• Provided information:
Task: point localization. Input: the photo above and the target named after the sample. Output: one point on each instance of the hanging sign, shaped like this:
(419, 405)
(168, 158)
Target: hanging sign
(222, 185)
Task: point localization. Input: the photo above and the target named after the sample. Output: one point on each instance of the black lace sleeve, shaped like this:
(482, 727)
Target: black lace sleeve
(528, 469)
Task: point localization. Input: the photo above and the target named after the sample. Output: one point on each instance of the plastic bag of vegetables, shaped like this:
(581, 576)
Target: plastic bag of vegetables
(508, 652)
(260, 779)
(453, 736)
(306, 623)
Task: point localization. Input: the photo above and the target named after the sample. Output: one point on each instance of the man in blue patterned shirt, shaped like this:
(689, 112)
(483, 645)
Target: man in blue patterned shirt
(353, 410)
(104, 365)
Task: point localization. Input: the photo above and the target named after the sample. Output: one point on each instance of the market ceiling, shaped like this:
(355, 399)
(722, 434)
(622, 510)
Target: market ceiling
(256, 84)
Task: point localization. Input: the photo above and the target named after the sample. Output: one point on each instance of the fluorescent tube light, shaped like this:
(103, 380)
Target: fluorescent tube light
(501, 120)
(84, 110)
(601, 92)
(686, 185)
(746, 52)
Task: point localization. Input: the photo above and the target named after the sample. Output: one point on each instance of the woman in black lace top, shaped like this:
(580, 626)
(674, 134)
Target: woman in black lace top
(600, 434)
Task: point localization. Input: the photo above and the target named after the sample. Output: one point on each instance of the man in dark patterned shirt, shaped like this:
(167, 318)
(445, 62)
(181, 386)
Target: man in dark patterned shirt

• Your task:
Print all of the rows above verbatim, keeping every character, space, and line break unchanged.

• Exercise solution:
Task: point localization. Input: the photo above and the target named after the sample. Output: one point on each instance of the hanging sign, shaped like this:
(419, 405)
(168, 158)
Target: hanging sign
(222, 185)
Task: point localization. Input: the photo above and the target named after the sample. Output: one point on each instance of the black lace sleeve, shaped like this:
(482, 727)
Target: black lace sleeve
(528, 469)
Task: point localization. Input: the photo above and the target named after the sample. Output: one point on each instance of the plastic bag of vegetables, shaped like this:
(581, 576)
Target: plastic bag of vegetables
(508, 652)
(260, 779)
(453, 736)
(306, 623)
Task: point localization. Input: the photo above and the target named after the sample. Output: one point on each instance of the man in blue patterned shirt, shaped like this:
(689, 112)
(483, 645)
Target: man in blue patterned shirt
(353, 410)
(104, 365)
Task: point localization. Input: the photo above and the target named after the sample. Output: one point on each instance of the market ceiling, shaped like this:
(355, 399)
(722, 434)
(622, 510)
Target: market ceiling
(256, 84)
Task: point localization. Input: the photo above and the target named after the sample. Output: one point on each instance of the fluorescent tube light, shaped like this:
(103, 380)
Target: fluorescent tube light
(501, 120)
(84, 110)
(601, 92)
(686, 185)
(746, 52)
Task: point localization. Input: the photo above and the target named after the sample. Output: one point on each instance of the woman in black lace top, shaped like this:
(580, 626)
(674, 134)
Target: woman in black lace top
(600, 434)
Task: point localization. Input: the photo above and the target named after the sample. Output: one point on each instance of the man in dark patterned shirt, shaped like this:
(167, 318)
(445, 62)
(181, 386)
Target: man in dark patterned shirt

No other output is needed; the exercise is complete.